### Work to be completed
Provide an exact transcription of all the records.

### Supplied data
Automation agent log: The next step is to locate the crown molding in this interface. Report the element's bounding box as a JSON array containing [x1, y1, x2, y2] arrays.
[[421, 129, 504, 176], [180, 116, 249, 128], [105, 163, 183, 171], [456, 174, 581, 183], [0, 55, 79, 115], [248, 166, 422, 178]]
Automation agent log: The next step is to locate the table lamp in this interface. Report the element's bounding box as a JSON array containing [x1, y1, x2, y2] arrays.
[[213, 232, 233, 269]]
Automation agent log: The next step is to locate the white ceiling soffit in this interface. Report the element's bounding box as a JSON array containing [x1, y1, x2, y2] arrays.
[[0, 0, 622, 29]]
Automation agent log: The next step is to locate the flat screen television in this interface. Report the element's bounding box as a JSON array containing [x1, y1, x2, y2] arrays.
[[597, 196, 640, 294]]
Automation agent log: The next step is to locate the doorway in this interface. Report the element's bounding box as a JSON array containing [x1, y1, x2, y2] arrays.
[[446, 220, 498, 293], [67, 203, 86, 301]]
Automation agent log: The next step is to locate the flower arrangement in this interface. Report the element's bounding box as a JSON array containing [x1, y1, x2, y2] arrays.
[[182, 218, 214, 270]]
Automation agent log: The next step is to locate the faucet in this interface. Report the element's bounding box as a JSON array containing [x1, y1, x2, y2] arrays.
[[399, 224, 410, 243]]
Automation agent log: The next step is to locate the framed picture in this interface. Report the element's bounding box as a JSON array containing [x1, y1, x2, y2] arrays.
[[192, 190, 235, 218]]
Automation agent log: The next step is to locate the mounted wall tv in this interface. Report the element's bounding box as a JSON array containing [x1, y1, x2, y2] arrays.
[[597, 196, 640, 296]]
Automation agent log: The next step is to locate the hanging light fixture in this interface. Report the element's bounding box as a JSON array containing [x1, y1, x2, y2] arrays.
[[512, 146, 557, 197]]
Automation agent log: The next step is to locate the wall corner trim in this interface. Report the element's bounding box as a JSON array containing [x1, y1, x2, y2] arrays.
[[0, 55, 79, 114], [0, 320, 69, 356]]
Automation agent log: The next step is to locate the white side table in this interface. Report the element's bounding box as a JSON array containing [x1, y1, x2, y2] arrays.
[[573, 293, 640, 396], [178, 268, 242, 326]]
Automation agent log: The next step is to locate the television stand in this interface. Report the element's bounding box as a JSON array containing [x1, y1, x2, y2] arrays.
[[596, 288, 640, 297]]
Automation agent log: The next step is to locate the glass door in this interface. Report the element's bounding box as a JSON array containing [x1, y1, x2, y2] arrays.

### Expected answer
Automation agent log: The next step is to locate the crown molding in this interface. Report the element's bounding box as a JSON array containing [x1, y1, x2, y2] arrays.
[[421, 129, 504, 176], [180, 116, 249, 128], [105, 163, 183, 171], [456, 174, 581, 183], [0, 55, 79, 115], [248, 166, 422, 178]]
Automation agent log: The next step is to locate the table lamp in this interface. Report the element's bounding box as a JSON array containing [x1, y1, x2, y2] arrays.
[[213, 232, 233, 269]]
Automation agent log: The next step is to locate the white ceiling soffit in this interface. Report the element's bounding box as a JSON array containing [x1, y1, x2, y2] arrays.
[[0, 0, 622, 29]]
Automation agent log: The next step is to locate the flat screen television in this interface. Report the element's bounding box as a JSON array containing [x1, y1, x2, y2] arrays.
[[597, 196, 640, 294]]
Automation agent log: The next step is to locate the doorway in this interface. Report the element's bounding box as a JSON array containing [x1, y1, x2, y2] arrays.
[[446, 220, 498, 293], [67, 203, 86, 301]]
Automation agent log: The next step is to locate the flower arrangement in this interface. Report the element's bounding box as a JSON array containing [x1, y1, x2, y2] arrays.
[[182, 218, 214, 270]]
Automation agent log: The next step is to locate the faucet in this interface. Report the element's bounding box as a JSON array containing [x1, y1, x2, y2] arrays.
[[399, 224, 410, 243]]
Automation agent log: The next step is to locate the framed picture in this interface. Report the element's bounding box as a JSON array containing [x1, y1, x2, y2] arrays.
[[192, 190, 235, 218]]
Automation agent log: The next step is to locate the mounted wall tv in this interface. Report the element's bounding box as a JSON array containing [x1, y1, x2, y2] arrays.
[[597, 196, 640, 296]]
Automation agent log: The next step is to locate the hanging light fixture in this interface. Report the element's bounding box as a JSON array containing [x1, y1, x2, y2] arrays.
[[512, 146, 557, 197]]
Automation agent log: The next step is to locate the wall corner trim in this interface. Report the element's bounding box as a JSON array containing [x1, y1, x2, y2] arrays.
[[0, 55, 79, 114], [0, 320, 69, 356]]
Automation agent log: The next step is to locate the white side table in this interface. Report the element's bounding box as a JSON array containing [x1, y1, x2, y2] arrays.
[[573, 293, 640, 396], [178, 268, 242, 326]]
Automation agent log: The next step is to locate the television stand in this interface. Report the element's bounding box as a JSON array containing [x1, y1, x2, y2] arrays.
[[596, 288, 640, 297]]
Automation agent log: The next step is to locate the glass door in this interface. Report the element's bounding box as a JSON array containing [x1, y1, x2, y2] arrays.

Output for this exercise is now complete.